ENUNCIADO A ▸ Transcribe sin cambios el fragmento del pasaje sobre la purificación del corazón que empieza en "Hermanos, purificar al" y termina en "de la misericordia.".
ENUNCIADO B ▸ Extrae literalmente las líneas de los registros que van desde su comienzo hasta la línea que contiene "[[42, 378], [487, 446], [669, 405]]", ambas incluidas.

PASAJE ▸
################
Martes 21º del TO

Martes 21º del TO

Mt 23, 23-26

“Purificar el corazón”

Hermanos, purificar al hombre es purificar su corazón. El Señor, que escudriña lo más profundo del alma, pudo haber dicho al fariseo: “Purificad vuestro corazón, y todo será puro para vosotros”. Pero fue más concreto, más incisivo, porque conocía su interior. Y le dijo: “Dad limosna de lo que tenéis, de lo que atesoráis, de lo que amáis, de lo que está en vuestro corazón, y todo será puro en vosotros y para vosotros”.

No hay comunión con Dios en un corazón contaminado por el amor al dinero, ese ídolo por antonomasia que desplaza a Dios y a los hermanos. Porque, como dice la Escritura: “Donde esté tu tesoro, allí estará también tu corazón”. Si metes en tu corazón la caridad, expresada en la limosna, entonces quedará puro. Puro tu corazón, y puros tus ojos, para ver al hermano a través de la misericordia.

Meter la caridad en el corazón supone acoger la Palabra. “Vosotros estáis ya limpios gracias a la palabra que os he anunciado” (Jn 15, 3). Acoger la Palabra, que es Cristo, suscita en nosotros la fe; la fe nos obtiene el Espíritu, y el Espíritu derrama en nuestro corazón el amor de Dios. Ese amor ensancha el corazón para acoger a los hermanos y ofrecerse a ellos como don.

Tocar a la persona es tocar su corazón, donde residen los actos humanos voluntarios, según la Escritura. En el corazón se encuentra la verdad del hombre: su bondad o su maldad. La realidad del corazón condiciona el criterio del entendimiento y el impulso de la voluntad, que se unifican en el amor. San Agustín lo decía con sabiduría: “No hay quien no ame; la cuestión está en cuál sea el objeto de su amor”. Si el objeto es Dios, el corazón se abre al don de sí. Si es un ídolo, el corazón se cierra sobre sí mismo y la persona se frustra.
################
FRAGMENTOS DE DATOS ▸
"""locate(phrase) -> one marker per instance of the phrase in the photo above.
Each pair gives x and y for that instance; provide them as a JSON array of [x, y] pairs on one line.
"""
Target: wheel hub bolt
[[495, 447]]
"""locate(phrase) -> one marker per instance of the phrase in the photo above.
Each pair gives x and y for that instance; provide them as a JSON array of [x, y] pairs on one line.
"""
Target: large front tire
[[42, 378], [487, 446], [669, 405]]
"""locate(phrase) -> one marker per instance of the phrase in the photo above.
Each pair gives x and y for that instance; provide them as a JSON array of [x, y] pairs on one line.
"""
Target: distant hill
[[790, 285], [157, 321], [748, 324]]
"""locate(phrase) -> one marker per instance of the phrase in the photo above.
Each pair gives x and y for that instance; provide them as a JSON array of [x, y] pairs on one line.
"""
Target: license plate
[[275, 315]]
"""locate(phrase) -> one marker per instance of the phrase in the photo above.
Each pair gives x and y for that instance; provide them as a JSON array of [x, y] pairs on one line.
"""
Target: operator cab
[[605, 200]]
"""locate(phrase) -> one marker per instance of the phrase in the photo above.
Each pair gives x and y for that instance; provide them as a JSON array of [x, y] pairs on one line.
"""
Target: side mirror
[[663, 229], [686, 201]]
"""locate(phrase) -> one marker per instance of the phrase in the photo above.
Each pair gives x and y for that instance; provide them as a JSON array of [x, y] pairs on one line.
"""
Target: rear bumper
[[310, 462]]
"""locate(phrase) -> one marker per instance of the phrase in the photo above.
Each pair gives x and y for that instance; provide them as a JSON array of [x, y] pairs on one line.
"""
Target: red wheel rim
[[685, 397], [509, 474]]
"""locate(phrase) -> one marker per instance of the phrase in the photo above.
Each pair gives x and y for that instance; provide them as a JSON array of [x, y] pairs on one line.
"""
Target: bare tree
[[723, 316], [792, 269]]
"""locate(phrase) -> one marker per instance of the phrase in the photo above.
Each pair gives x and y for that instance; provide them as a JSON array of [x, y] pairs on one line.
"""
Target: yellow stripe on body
################
RESULTADO DEL EJERCICIO A ▸
Hermanos, purificar al hombre es purificar su corazón. El Señor, que escudriña lo más profundo del alma, pudo haber dicho al fariseo: “Purificad vuestro corazón, y todo será puro para vosotros”. Pero fue más concreto, más incisivo, porque conocía su interior. Y le dijo: “Dad limosna de lo que tenéis, de lo que atesoráis, de lo que amáis, de lo que está en vuestro corazón, y todo será puro en vosotros y para vosotros”.

No hay comunión con Dios en un corazón contaminado por el amor al dinero, ese ídolo por antonomasia que desplaza a Dios y a los hermanos. Porque, como dice la Escritura: “Donde esté tu tesoro, allí estará también tu corazón”. Si metes en tu corazón la caridad, expresada en la limosna, entonces quedará puro. Puro tu corazón, y puros tus ojos, para ver al hermano a través de la misericordia.

RESULTADO DEL EJERCICIO B ▸
"""locate(phrase) -> one marker per instance of the phrase in the photo above.
Each pair gives x and y for that instance; provide them as a JSON array of [x, y] pairs on one line.
"""
Target: wheel hub bolt
[[495, 447]]
"""locate(phrase) -> one marker per instance of the phrase in the photo above.
Each pair gives x and y for that instance; provide them as a JSON array of [x, y] pairs on one line.
"""
Target: large front tire
[[42, 378], [487, 446], [669, 405]]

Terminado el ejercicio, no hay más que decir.